■ RECORDS ■

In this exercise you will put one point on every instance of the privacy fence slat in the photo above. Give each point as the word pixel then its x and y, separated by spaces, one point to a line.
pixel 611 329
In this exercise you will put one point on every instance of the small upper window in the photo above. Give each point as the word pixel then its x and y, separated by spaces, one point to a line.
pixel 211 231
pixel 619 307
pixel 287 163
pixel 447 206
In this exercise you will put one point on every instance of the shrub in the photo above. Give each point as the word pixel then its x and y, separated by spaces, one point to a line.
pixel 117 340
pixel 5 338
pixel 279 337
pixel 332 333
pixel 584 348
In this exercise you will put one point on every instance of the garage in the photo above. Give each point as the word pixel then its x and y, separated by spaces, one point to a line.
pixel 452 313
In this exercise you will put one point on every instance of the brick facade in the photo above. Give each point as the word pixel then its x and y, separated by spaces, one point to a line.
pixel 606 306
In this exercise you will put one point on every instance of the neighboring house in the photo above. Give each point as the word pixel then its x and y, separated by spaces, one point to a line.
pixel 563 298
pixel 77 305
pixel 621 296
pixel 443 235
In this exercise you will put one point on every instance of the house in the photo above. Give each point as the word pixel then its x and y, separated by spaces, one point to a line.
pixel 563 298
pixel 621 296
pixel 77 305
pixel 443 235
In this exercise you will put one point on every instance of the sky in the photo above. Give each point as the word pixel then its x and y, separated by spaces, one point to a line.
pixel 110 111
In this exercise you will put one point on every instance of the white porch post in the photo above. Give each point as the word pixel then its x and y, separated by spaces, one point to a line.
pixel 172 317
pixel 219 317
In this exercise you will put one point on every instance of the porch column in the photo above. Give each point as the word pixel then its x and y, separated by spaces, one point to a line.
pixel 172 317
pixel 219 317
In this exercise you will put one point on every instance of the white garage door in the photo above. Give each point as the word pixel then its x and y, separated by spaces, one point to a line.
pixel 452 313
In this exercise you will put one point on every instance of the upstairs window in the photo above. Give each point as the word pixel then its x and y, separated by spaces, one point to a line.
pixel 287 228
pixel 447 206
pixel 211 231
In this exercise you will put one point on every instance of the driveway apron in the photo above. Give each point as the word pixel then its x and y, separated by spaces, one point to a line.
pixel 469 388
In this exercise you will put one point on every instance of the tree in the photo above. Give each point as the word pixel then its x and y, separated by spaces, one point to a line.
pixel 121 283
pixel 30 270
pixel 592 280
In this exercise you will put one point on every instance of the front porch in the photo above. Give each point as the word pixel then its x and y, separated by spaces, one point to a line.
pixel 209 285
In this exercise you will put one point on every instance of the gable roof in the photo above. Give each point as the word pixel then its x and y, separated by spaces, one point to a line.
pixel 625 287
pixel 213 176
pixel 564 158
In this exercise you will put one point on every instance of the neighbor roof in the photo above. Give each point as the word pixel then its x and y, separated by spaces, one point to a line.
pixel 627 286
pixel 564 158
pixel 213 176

■ GOAL OF THE EXERCISE ■
Using the records above, please retype only the run of lines from the line holding "the white porch" through the last line, both ends included.

■ THE ANSWER ■
In this exercise you will put one point on every instance of the white porch post in the photo above. Give each point as the word pixel then its x and y, separated by spaces, one point to a line.
pixel 172 317
pixel 219 317
In this exercise you will put one point on every instance of the porch column in the photo above. Give each point as the word pixel then its x and y, separated by spaces, one point to a line.
pixel 172 317
pixel 219 317
In this exercise you will put one point on every instance of the white garage door in the photo above. Give each point as the word pixel then its x and y, separated by spaces, one point to a line.
pixel 452 313
In this exercise you will put one point on every instance of the upstairs window in the photo above. Give each point as the word pixel then its x and y, separated by spaces, one point to a line.
pixel 287 228
pixel 447 206
pixel 211 231
In this exercise you will put one point on every instance of the driveway apron in the photo above. Give each point as the word pixel then its x and y, separated by spaces, one point to a line.
pixel 469 388
In this exercise you will put one point on every instance of the tree in the photo above. Give each point as the word pixel then its x and y, separated by spaces, one point to a line.
pixel 121 283
pixel 30 270
pixel 592 280
In this exercise you will put one point on every instance of the front porch in the photo above. Give each point as the word pixel then its x and y, separated by spaces, one point to a line.
pixel 209 285
In this exercise you will put one point on every instance of the gable roof in the photo above. Give each point as the word pixel then its x and y, separated by spaces, one point to a line.
pixel 625 287
pixel 213 176
pixel 564 158
In this exercise you will put one point on every instance of the neighbor roof in the photo above. Give each point as the word pixel then its x and y, separated by spaces, one point to a line.
pixel 627 286
pixel 564 158
pixel 213 176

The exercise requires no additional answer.